- _Document_:
CODEWITHSUNDEEP
pythonnumpyrandompypy
user582175
user582175

Reputation: 1244

High performance weighted random choice for python 2?

I have the following python method, which selects a weighted random element from the sequence "seq" randomly weighted by other sequence, which contains the weights for each element in seq:

def weighted_choice(seq, weights):
    assert len(seq) == len(weights)

    total = sum(weights)
    r = random.uniform(0, total)
    upto = 0
    for i in range(len(seq)):
        if upto + weights[i] >= r:
            return seq[i]
        upto += weights[i]
    assert False, "Shouldn't get here"

If I call the above a million times with a 1000 element sequence, like this:

seq = range(1000)
weights = []
for i in range(1000):
    weights.append(random.randint(1,100))

st=time.time()
for i in range(1000000):
    r=weighted_choice(seq, weights)
print (time.time()-st)

it runs for approximately 45 seconds in cpython 2.7 and for 70 seconds in cpython 3.6. It finishes in around 2.3 seconds in pypy 5.10, which would be fine for me, sadly I can't use pypy for some reasons.

Any ideas on how to speed up this function on cpython? I'm interested in other implementations (algorithmically, or via external libraries, like numpy) as well if they perform better.

ps: python3 has random.choices with weights, it runs for around 23 seconds, which is better than the above function, but still exactly ten times slower than pypy can run.

I've tried it with numpy this way:

weights=[1./1000]*1000
st=time.time()
for i in range(1000000):
    #r=weighted_choice(seq, weights)
    #r=random.choices(seq, weights)
    r=numpy.random.choice(seq, p=weights)
print (time.time()-st)

It ran for 70 seconds.

Upvotes: 0

Views: 701

Answers (2)

DJK
DJK

Reputation: 9274

you could take this approach with numpy. If you emlimiate the for loop, you can get the true power of numpy by indexing the positions you need

#Untimed since you did not
seq = np.arange(1000)

- _Stored rows_:
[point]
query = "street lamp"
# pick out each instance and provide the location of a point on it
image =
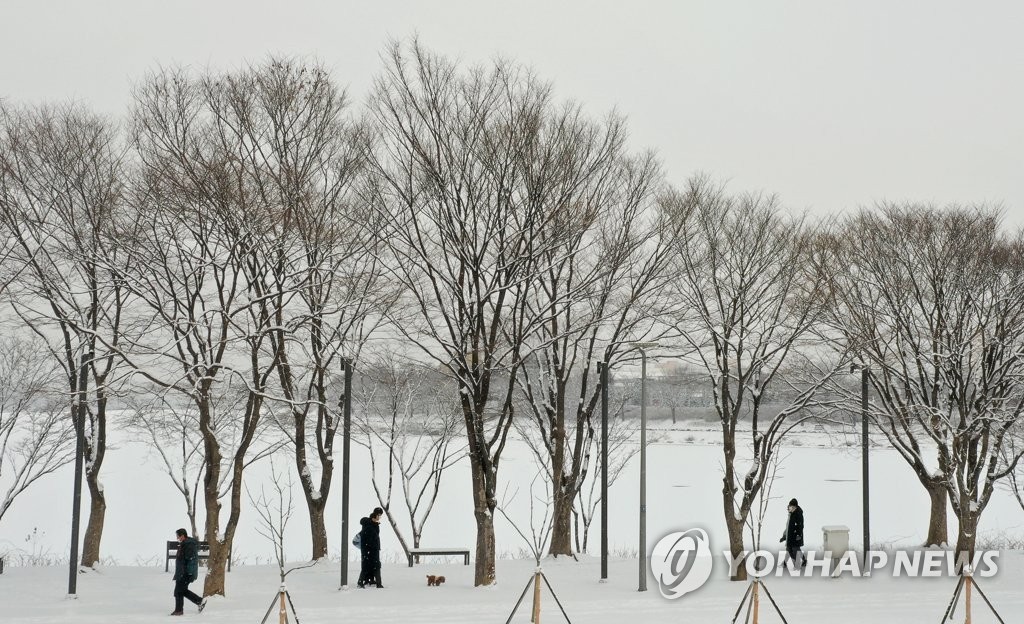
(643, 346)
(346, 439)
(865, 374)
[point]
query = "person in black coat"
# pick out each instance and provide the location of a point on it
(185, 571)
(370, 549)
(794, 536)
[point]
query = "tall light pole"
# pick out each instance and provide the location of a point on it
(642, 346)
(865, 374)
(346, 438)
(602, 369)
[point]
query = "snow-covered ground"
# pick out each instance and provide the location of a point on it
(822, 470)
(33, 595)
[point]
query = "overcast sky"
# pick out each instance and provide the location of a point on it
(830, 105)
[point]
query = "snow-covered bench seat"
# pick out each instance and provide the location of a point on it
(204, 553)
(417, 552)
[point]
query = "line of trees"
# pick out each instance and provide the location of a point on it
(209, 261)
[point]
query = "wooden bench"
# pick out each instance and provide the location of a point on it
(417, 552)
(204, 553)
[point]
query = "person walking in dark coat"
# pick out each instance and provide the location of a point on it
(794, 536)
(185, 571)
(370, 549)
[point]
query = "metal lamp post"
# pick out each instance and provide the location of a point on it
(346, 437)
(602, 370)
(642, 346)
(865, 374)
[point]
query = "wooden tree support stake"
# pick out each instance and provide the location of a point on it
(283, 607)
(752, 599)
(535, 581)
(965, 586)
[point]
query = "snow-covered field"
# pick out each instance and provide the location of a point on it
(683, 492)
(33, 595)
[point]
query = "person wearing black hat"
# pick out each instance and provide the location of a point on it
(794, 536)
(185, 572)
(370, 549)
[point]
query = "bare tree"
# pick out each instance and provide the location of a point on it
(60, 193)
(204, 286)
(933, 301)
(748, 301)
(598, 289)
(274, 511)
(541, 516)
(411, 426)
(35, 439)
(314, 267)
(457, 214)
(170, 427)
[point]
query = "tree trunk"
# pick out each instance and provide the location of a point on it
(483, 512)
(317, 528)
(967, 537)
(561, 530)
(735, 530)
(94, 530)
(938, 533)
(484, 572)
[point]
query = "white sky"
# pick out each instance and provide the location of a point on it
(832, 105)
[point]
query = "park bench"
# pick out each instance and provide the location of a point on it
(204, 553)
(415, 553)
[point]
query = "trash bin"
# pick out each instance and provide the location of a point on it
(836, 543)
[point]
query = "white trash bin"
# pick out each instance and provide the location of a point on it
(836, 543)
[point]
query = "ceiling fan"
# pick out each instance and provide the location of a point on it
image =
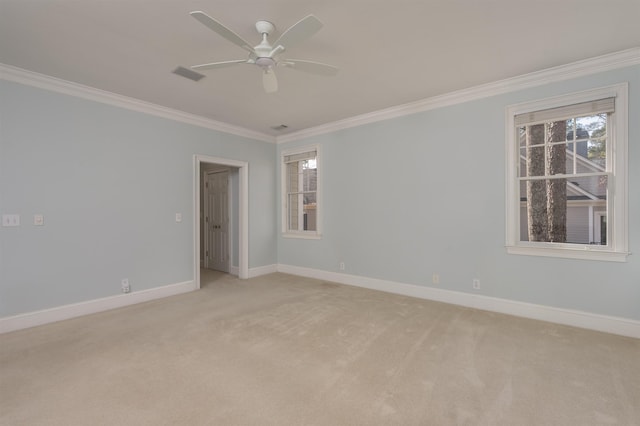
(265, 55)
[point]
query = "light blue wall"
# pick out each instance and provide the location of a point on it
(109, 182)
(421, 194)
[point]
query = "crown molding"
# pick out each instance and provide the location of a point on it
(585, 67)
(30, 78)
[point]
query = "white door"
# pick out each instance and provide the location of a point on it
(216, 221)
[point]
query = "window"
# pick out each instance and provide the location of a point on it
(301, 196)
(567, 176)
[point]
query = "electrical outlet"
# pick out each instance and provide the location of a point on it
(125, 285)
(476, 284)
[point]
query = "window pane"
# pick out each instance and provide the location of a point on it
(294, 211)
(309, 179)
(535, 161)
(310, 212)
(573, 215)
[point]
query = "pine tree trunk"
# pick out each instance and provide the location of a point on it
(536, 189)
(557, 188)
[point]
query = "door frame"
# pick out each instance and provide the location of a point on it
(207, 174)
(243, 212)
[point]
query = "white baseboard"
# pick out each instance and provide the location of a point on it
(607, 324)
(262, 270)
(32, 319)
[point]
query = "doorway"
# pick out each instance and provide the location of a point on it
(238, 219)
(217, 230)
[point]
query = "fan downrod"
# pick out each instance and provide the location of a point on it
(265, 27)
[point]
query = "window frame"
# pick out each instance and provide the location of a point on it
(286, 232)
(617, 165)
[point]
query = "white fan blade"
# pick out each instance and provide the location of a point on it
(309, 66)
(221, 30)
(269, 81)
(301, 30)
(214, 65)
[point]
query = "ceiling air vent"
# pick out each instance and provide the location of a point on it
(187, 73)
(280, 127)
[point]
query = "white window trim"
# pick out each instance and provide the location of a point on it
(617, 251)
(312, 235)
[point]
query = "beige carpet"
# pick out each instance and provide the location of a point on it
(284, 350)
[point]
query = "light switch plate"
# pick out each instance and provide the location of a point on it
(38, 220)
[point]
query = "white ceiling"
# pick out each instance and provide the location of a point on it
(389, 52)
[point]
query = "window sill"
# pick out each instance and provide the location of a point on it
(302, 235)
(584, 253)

- _Directives_:
[1] Echo the weighted random choice thread from "ps: python3 has" to "#r=random.choices(seq, weights)".
[2] Answer these questions from the weighted random choice thread:
(a) About how long does the original function take in CPython 2.7?
(b) What reputation is shown for DJK?
(c) How long did the numpy.random.choice attempt run?
[3] Go on with the weighted random choice thread from where it stops.
You won't need the rows.

- _Answers in order_:
[1]
ps: python3 has random.choices with weights, it runs for around 23 seconds, which is better than the above function, but still exactly ten times slower than pypy can run.

I've tried it with numpy this way:

weights=[1./1000]*1000
st=time.time()
for i in range(1000000):
    #r=weighted_choice(seq, weights)
    #r=random.choices(seq, weights)

[2]
(a) Approximately 45 seconds.
(b) 9274.
(c) 70 seconds.

[3]
weights = np.random.randint(1,100,(1000,1))


def weights_numpy(seq,weights,iterations):
    """
    :param seq: Input sequence
    :param weights: Input Weights
    :param iterations: Iterations to run
    :return: 
    """
    r = np.random.uniform(0,weights.sum(0),(1,iterations)) #create array of choices
    ar = weights.cumsum(0) # get cumulative sum
    return seq[(ar >= r).argmax(0)] #get indeces of seq that meet your condition

And the timing (python 3,numpy '1.14.0')

%timeit weights_numpy(seq,weights,1000000)
4.05 s ± 256 ms per loop (mean ± std. dev. of 7 runs, 1 loop each)

Which is a bit slower than PyPy, but hardly...

Upvotes: 0

FHTMitchell
FHTMitchell

Reputation: 12147

You can use numpy.random.choice (the p parameter is the weights). Normally numpy functions are vectorized and so run at near-C speed.

Implement as:

def weighted_choice(seq, weights):
    w = np.asarray(weights)
    p = w / w.sum()  # can skip if weights always sum to 1
    return np.random.choice(seq, p=w)

Edit:

Timings: 

%timeit np.random.choice(x, p=w)  # len(x) == 1_000_000
13 ms ± 238 µs per loop (mean ± std. dev. of 7 runs, 100 loops each)

%timeit np.random.choice(y, p=w)  # len(y) == 100_000_000
1.28 s ± 18.5 ms per loop (mean ± std. dev. of 7 runs, 1 loop each)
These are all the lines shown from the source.